- **Material to process**:

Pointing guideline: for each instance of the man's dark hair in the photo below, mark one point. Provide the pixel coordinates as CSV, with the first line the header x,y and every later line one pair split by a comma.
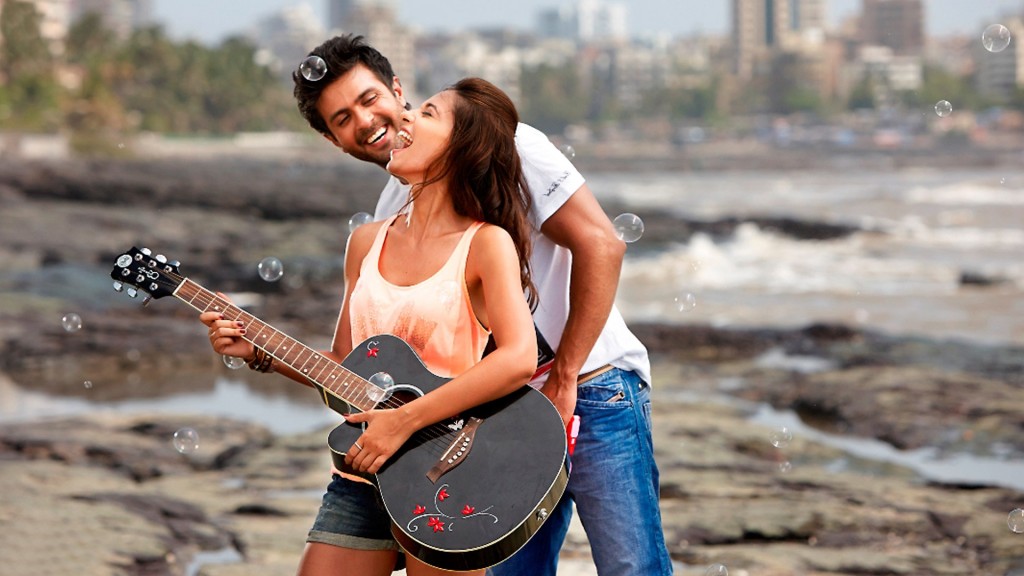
--
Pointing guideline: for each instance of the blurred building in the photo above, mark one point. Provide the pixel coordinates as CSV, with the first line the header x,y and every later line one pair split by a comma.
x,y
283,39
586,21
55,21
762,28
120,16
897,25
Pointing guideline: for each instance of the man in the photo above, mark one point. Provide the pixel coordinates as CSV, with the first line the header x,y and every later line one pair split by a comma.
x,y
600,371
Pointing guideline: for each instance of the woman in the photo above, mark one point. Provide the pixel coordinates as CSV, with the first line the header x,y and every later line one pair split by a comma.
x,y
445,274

- **Your task**: Return each line of the entries above that contains the word "split", copied in full.

- **In response**:
Pointing guideline: for each instance of the man's dark hair in the photo below, mark one point. Provide the pixel coordinates as CSV, with the first line the header x,y and every later line one pair split by a comma.
Pointing guideline: for each instance of the blurred building in the photo above, mark one point. Provide the pixel coordinates as CSV, with the first line the header x,y and every later line one pair split by a comma.
Pointing guideline: for each instance of the man in the photo above, mark one point. Provide the pixel coordinates as CSV, with the first line the header x,y and every later line one pair split by a comma.
Pointing guideline: for each instance of the woman in the photo above, mark one point. Provide the pixel coordinates as CSV, with the first line the header x,y and every later line one pair split by a comma.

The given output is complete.